Principal Put on Leave after Sex Claim
By Susan Clary
St. Petersburg Times (Florida)
December 13, 1994
The principal of Jesuit High School was placed on administrative leave Monday after three men claimed he sexually assaulted them more than 30 years ago when they were students at a boarding school in Italy.
Thomas Mulryan, 62, who has been at Jesuit since 1988, taught at Notre Dame International School in Rome from 1959 to 1963 when the alleged sexual misconduct took place, the Rev. James P. Bradley, the president of Jesuit, said at a news conference Monday evening.
Mulryan has not been criminally charged and a local HRS investigation into possible sexual misconduct at Jesuit turned up nothing, Bradley said. HRS officials could not be reached for comment Monday night.
"The faculty is strong in their belief that he is of the highest moral caliber and a strong religious person," Bradley said. But he said he felt he had to remove Mulryan until all questions are answered. Mulryan has been placed on paid leave.
Mulryan could not be reached for comment Monday evening, but his attorney reiterated his client's claims of innocence and expressed puzzlement over the accusations' being made public.
"We've been caught a little off guard by this press conference business," said attorney Terry Brocklehurst. He said he spoke with Bradley early Monday, but was not told about plans for the news conference. "I don't understand why it went public."
Brocklehurst said he did not want to attempt to characterize his client's reaction to the sudden, and very public, airing of the accusations. When asked if Mulryan was shocked, he said, "Yes, I guess you could say that."
Two of the three accusers, all of whom are in their 40s, came forward with their allegations to the brothers of the Congregation of Holy Cross during the summer. Notre Dame International School, which closed some years ago, was operated by the brothers.
The men, who live in Washington D.C., did not know each other until they met at a school reunion in which they discussed their memories of sexual misconduct. After the men contacted the brothers, a letter was sent to former students of the Notre Dame school who attended when Mulryan was a teacher.
A third man, who lives in Florida, came forward less than two weeks ago to say he also had been assaulted. The third man was acquainted with one of the other accusers. All of the men were teenagers when the attacks allegedly occurred.
One of the men contacted HRS, which prompted the local investigation, Bradley said. The man also was looking into Italian law to determine whether charges could be filed in that country.

CHECK YOUR UNDERSTANDING.
• 1. Summarize the article about the Jesuit High School principal's leave in two sentences.
• 2. Please carry on the article about the accusations against the Jesuit High School principal from the point where it stops.
None of the data is needed here.

Localization data with one point per instance:
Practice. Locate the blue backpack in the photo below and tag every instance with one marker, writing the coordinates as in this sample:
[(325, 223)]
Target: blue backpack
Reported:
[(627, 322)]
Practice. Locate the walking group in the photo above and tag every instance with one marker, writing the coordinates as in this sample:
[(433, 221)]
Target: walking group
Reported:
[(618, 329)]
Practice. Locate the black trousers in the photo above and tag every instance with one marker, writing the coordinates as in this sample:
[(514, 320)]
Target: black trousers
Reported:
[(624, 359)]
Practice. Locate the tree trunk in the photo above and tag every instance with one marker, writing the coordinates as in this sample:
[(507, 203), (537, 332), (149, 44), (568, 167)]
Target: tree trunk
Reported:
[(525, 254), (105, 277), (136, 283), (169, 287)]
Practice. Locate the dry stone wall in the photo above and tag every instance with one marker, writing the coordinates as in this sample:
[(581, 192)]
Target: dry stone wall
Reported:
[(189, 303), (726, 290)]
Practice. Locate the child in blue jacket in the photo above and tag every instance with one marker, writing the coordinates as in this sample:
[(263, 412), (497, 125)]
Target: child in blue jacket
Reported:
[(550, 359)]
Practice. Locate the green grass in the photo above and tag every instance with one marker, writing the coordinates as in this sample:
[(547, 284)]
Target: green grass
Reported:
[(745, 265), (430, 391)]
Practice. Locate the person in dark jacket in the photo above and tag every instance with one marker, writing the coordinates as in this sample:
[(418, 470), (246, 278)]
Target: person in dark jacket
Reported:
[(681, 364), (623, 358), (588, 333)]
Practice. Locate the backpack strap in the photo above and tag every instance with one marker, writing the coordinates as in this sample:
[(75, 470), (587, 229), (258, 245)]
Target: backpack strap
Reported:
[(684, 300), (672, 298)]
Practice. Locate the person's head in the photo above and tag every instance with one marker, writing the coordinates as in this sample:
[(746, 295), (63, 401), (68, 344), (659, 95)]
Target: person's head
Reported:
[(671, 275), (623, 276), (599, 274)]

TASK ANSWERS.
• 1. Thomas Mulryan, the 62-year-old principal of Jesuit High School, was placed on paid administrative leave after three men said he sexually assaulted them more than 30 years ago, when they were students at Notre Dame International School in Rome, where he taught from 1959 to 1963. Mulryan has not been criminally charged, a local HRS investigation turned up nothing, and his attorney reiterated Mulryan's claims of innocence and said he did not understand why the accusations went public.

• 2.
"The men came forward to tell their stories, not only to help themselves deal with troublesome memories but also to assist others who may have been similarly approached," Bradley read from a prepared statement. "The accusers are determined to see Mr. Mulryan removed from situations which place him in contact with young men and to ensure he enters an appropriate counseling program."
Although Bradley has spoken with all three of the accusers, Mulryan has not been given their names.
"Mr. Mulryan has been kept very much in the dark," Brocklehurst said.
Jesuit High School has about 650 students, all between the ninth and 12th grades. Bradley told the student body of the allegations Monday afternoon, and a letter was sent home to parents explaining Mulryan's removal.
"He has been a wonderful, very supportive person and he is very kindhearted," said Floy McNolty, whose son attends Jesuit. "I find this allegation hard to believe. I hate to see him removed because I think he is a good man and his reputation at Jesuit has been clean."
Students were surprised.
"I was pretty shocked because a lot of the seniors had him as a teacher when we were freshman," said Pat Browning, a senior and co-captain of the football team. "He didn't come around campus that often, but he was always nice. We were just shocked because he doesn't seem like a person who could do something like that."
Joe Mannion, spokesman for the Catholic Diocese of St. Petersburg, which includes Tampa, said: "The Diocese is saddened by the news of the accusations (of incidents) that allegedly occurred some 30 years ago, and expressed its compassion for the anguish that it is causing the accusers and their families, and the accused and his family.
"The archbishop is confident of the ability and the integrity of Father Bradley and the Jesuit fathers to deal with these very serious accusations."
After Mulryan left Notre Dame International School, he worked for a few years at a public school in Massachusetts, Bradley said. He left the brothers of the Congregation of Holy Cross in the early 1970s.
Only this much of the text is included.